● Source document:
================
Nuendo? I don't know as I have never used it.
IMO Wavelab is the deepest, most powerful, and flexible, mastering environment available. This also means it's not the quickest or easiest to use.
There are many features not found in other programs, and I have found nothing that comes even remotely close to the error detection and global analysis functions found in Wavelab.
The frequency 3D analysis is the best I have ever seen when looking at any wave file in the frequency domain. You can look at it from any position in color.
As mentioned above the batch processing and batch renaming functions are very nice. You decide if you want to spend hours converting hundreds of .wav to MP3 or minutes. And that is very basic batch processing. You can insert dozens of other functions while converting too. Some of these functions can be very involved with lots of processing steps.
Smart bypass (depending on your console set-up) has saved me hours with clients who experience loudness bias when doing A vs B comparisons. This eliminates any volume bias and allows the listener to focus on the actual mastering changes.
================
● Problem statement: In the Wavelab post, what does the smart bypass feature eliminate?

● Source material:
================
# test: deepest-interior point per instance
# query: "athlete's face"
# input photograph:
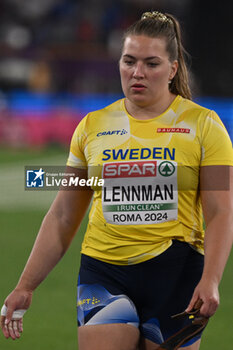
================
● Output: Volume bias when doing A vs B comparisons.